Vitória da democracia: Bolsonaro está inelegível até 2030
Vitória da democracia: Bolsonaro está inelegível até 2030
Depois de ameaçar o processo eleitoral por inúmeras vezes, ex-presidente é considerado culpado pela maioria do plenário do TSE.
Publicado pelo Portal Vermelho
O Tribunal Superior Eleitoral formou, nesta sexta (30), maioria para condenar ex-presidente Jair Bolsonaro por crimes de abuso de poder e uso indevido de meios de comunicação. A decisão colegiada deixa Bolsonaro inelegível até 2030.
Bolsonaro foi processado por deslegitimar o processo eleitoral durante uma reunião convocada pelo ex-presidente a embaixadores no Palácio da Alvorada, em 22 de julho de 2022. No evento, o então presidente e candidato a reeleição mentiu sobre as urnas eletrônicas, chantageou a justiça eleitoral, mencionando sugestões das Forças Armadas, além utilizar aparelho público para atiçar suas bases como estratégia eleitoral.
• • • •
#### [INSTRUÇÕES]
1/ No texto sobre a condenação de Bolsonaro no TSE, em que data aconteceu a reunião com os embaixadores no Palácio da Alvorada?
2/ Copie do texto sobre a condenação de Bolsonaro no TSE o trecho que começa em "Bolsonaro foi processado" e vai até "como estratégia eleitoral.", incluindo essas palavras finais.
3/ Prossiga com o texto sobre a condenação de Bolsonaro no TSE, começando logo depois da última frase que aparece nele.

#### [DADOS FORNECIDOS]
• • • •
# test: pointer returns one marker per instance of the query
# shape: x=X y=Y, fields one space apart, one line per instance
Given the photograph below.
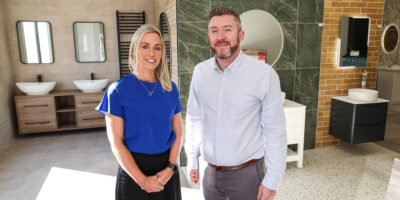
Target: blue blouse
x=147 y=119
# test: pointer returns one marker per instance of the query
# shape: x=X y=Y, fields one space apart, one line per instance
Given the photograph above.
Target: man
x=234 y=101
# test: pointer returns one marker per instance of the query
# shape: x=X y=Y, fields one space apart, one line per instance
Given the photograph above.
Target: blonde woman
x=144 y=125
• • • •
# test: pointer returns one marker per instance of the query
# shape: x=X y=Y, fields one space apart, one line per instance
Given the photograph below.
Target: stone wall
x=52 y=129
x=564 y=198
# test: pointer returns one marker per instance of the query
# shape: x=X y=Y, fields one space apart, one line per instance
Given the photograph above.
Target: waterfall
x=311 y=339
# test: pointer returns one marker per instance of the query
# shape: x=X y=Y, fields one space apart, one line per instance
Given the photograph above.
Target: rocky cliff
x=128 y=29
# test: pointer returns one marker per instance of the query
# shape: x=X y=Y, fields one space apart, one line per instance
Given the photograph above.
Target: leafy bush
• • • •
#### [RESPOSTAS POR TAREFA]
1/ Em 22 de julho de 2022.

2/
Bolsonaro foi processado por deslegitimar o processo eleitoral durante uma reunião convocada pelo ex-presidente a embaixadores no Palácio da Alvorada, em 22 de julho de 2022. No evento, o então presidente e candidato a reeleição mentiu sobre as urnas eletrônicas, chantageou a justiça eleitoral, mencionando sugestões das Forças Armadas, além utilizar aparelho público para atiçar suas bases como estratégia eleitoral.

3/
A maioria no TSE foi formada pelos ministros Benedito Gonçalves, relator e corregedor-geral da Corte, além dos ministros Floriano Marques, André Ramos, Cármen Lúcia e Alexandre de Moraes. Abriram divergência o ministro Raul Araújo e Nunes Marques.
Walter Braga Netto, que compôs a chapa de Bolsonaro à reeleição, foi excluído da sanção, uma vez que, para o colegiado, não ficou demonstrada sua responsabilidade na conduta. Nesse ponto, a decisão foi unânime.
A sessão foi encerrada na tarde desta sexta-feira (30) com a proclamação do resultado pelo presidente da Corte, ministro Alexandre de Moraes.
O julgamento foi marcado pelas posições extravagantes das partes divergentes, defesa e ministros Raul Araújo e Nunes Marques, que, apesar de admitirem o teor mentiroso do discurso do ex-presidente no Alvorada, consideraram, no entanto, as declarações como liberdade de expressão.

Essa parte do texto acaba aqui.